## [Set exercise A]
Write out the passage of the program notes starting at "Sketch by scene" and ending at "(1866; revised 1874)".

## [Document segment]
The text of The Wedding is distributed among singers who function as extensions of the instrumental ensemble; as in The Fox, there is no direct equivalency between the solo voices and the onstage characters. Even though the words cascade past at a rate that makes them barely intelligible at times, the very pulse of The Wedding is the spoken cadence of the Russian text, dictating the rhythmic patterns and emphasis. In fact, the dancers of the Ballets Russes noted that they kept their timing in the ever-shifting score by memorizing and singing along with the words instead of counting beats.
The first scene of The Wedding occurs in the bride’s chamber, with the bride weeping (as was expected, by tradition) while her mother and the bridesmaids tend to her.
The second tableau then cuts to the parallel scene of the groom’s preparations, an environment less fraught with worry and more coursing with rowdy anticipation. In the brief third section, the bride emerges from her house, eliciting mournful tropes from the mother-of-the-bride. The final scene is the actual wedding feast, ending with the couple’s arrival at their marriage chamber and the contented tolling of bells.
Additional Resources
PDF score (first edition of 1923 version) from the IMSLP Petrucci Music Library
Online score of 1923 version (corrected, with extensive critical commentary) from Chester Music
Liner notes for a recording of both the 1917 and 1923 versions
Liner notes by conductor and Stravinsky disciple Robert Craft from recording of 1923 version
Article on choreographer Bronislava Nijinska and a recreation of her staging at Juilliard
Website documenting the 2009 premiere of Stravinsky’s version of Les Noces with player piano from 1919.
Sketch by scene and costume designer Natalia Goncharova from the 1923 Ballets Russes production.
Pyotr Ilyich Tchaikovsky
Symphony No 1 in G minor, Op. 13, “Winter Dreams”
(1866; revised 1874)
Approximate duration: 43 minutes
“My nerves are extremely fraught again,” Tchaikovsky confessed to his younger brother Anatoly in the spring of 1866, not long after he moved to Moscow to help open the new Moscow Conservatory, and just months after his own graduation from the Saint Petersburg Conservatory. Amid the launch of his teaching career, Tchaikovsky also began work on his First Symphony that March, and he found himself “unable to shake off the thought that I might soon die without even managing to complete the symphony.” As another brother, Modest Tchaikovsky, later recalled, “No other work cost him such effort and suffering,” with the Symphony’s slow progress triggering insomnia and ultimately “dreadful hallucinations, which were so frightening that they resulted in a feeling of complete numbness in all his extremities.”
Completing the Symphony did not end Tchaikovsky’s ordeal. He brought it to his former teachers in Saint Petersburg, Anton Rubinstein and Nikolai Zaremba, in the hopes that they would schedule a performance, but they deemed only the middle movements fit for public airing. It was not until 1868 that Tchaikovsky heard a complete performance of the work. Further revisions in 1874, including an entirely new second subject in the first movement, brought the Symphony No. 1 to its final form.
Tchaikovsky gave his Symphony the subtitle of “Winter Dreams.” He did not specify a program for the work, but he did add descriptive headings for the first two movements: Dreams of a Winter Journey and Land of Gloom, Land of Mist. The Symphony opens with a frosty melody shared by the flute and bassoon, presented in naked octaves over a tremulous backdrop of violins.

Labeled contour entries
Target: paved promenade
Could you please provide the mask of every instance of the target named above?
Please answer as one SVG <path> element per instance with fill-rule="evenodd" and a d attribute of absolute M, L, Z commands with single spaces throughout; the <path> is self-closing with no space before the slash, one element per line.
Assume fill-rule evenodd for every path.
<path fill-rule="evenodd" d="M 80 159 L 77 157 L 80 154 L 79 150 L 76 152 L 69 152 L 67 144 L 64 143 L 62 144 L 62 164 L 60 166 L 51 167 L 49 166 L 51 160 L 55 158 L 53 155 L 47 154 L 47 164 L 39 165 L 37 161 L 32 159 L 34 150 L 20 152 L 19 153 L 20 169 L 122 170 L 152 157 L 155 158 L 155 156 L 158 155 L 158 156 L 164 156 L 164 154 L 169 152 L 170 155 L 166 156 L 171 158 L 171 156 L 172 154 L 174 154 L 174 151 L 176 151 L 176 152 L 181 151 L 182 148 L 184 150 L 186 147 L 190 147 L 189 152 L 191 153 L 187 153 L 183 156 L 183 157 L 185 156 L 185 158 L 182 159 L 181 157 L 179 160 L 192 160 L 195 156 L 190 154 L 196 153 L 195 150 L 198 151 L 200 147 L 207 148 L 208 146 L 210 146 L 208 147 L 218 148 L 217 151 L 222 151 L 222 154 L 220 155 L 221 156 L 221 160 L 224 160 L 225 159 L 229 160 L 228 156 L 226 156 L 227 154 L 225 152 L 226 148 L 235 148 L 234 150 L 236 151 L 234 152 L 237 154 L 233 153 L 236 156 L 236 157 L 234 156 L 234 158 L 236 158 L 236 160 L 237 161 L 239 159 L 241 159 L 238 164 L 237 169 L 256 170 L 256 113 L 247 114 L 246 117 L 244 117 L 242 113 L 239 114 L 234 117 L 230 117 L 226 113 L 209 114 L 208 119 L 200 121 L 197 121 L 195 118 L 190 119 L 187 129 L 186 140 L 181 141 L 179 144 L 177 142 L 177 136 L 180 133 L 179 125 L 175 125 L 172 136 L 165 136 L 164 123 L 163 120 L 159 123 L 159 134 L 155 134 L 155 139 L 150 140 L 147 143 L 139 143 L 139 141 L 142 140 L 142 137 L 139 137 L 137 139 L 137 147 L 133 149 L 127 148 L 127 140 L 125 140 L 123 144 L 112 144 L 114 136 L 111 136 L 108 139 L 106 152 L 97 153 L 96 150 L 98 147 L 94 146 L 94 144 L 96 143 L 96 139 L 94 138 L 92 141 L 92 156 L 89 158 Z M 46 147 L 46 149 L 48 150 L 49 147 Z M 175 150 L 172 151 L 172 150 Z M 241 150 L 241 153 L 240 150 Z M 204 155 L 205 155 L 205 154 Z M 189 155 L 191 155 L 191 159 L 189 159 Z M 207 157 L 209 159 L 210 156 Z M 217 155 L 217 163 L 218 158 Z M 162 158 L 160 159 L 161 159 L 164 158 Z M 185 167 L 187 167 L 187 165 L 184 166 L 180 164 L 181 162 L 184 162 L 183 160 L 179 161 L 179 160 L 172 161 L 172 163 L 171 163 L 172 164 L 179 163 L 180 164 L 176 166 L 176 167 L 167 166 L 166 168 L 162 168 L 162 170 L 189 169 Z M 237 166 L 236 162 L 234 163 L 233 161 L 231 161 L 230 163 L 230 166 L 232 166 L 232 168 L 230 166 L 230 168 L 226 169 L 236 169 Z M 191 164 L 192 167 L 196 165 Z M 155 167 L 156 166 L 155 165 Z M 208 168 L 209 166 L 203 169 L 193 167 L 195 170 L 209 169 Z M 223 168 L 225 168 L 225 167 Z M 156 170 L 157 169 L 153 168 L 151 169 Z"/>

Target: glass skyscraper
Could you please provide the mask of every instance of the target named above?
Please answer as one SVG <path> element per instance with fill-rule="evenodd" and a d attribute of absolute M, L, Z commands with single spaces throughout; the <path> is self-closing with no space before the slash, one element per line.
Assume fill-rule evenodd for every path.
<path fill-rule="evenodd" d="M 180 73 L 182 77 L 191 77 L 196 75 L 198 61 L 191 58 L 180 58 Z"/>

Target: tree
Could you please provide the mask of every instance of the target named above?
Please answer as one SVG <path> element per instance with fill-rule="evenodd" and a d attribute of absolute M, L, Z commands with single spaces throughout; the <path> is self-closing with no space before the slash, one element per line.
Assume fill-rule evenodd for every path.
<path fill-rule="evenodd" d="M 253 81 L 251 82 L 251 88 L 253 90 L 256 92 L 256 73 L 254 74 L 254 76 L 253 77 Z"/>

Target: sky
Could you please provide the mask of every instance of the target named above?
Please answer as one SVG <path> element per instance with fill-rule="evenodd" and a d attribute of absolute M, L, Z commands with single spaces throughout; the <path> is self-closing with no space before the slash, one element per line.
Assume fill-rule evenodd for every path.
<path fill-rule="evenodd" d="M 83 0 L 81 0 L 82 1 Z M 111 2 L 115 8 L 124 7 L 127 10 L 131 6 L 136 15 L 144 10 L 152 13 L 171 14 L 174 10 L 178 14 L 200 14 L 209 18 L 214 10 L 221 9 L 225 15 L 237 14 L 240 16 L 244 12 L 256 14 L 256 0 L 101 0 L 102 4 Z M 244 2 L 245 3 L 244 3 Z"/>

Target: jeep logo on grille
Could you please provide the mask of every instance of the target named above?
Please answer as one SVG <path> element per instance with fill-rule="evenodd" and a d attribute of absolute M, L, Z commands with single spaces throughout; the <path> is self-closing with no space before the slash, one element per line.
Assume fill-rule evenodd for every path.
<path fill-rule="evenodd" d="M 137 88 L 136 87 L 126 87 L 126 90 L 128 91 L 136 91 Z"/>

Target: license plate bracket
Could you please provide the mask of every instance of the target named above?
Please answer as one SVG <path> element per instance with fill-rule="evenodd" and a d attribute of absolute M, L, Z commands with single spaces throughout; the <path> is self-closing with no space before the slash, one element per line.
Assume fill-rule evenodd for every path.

## [Set exercise B]
In the listing, take the lines starting at the one containing "Target: sky" and ending at the one containing "111 2 L 115", and replace "instance" with "occurrence" while leaving everything else unchanged. Return only those lines.

## [Task response A]
Sketch by scene and costume designer Natalia Goncharova from the 1923 Ballets Russes production.
Pyotr Ilyich Tchaikovsky
Symphony No 1 in G minor, Op. 13, “Winter Dreams”
(1866; revised 1874)

## [Task response B]
Target: sky
Could you please provide the mask of every occurrence of the target named above?
Please answer as one SVG <path> element per occurrence with fill-rule="evenodd" and a d attribute of absolute M, L, Z commands with single spaces throughout; the <path> is self-closing with no space before the slash, one element per line.
Assume fill-rule evenodd for every path.
<path fill-rule="evenodd" d="M 83 0 L 81 0 L 82 1 Z M 111 2 L 115 8 L 124 7 L 127 10 L 131 6 L 136 15 L 144 10 L 152 13 L 171 14 L 174 10 L 178 14 L 200 14 L 209 18 L 214 10 L 221 9 L 225 15 L 237 14 L 240 16 L 244 12 L 256 14 L 256 0 L 101 0 L 102 4 Z M 244 2 L 245 3 L 244 3 Z"/>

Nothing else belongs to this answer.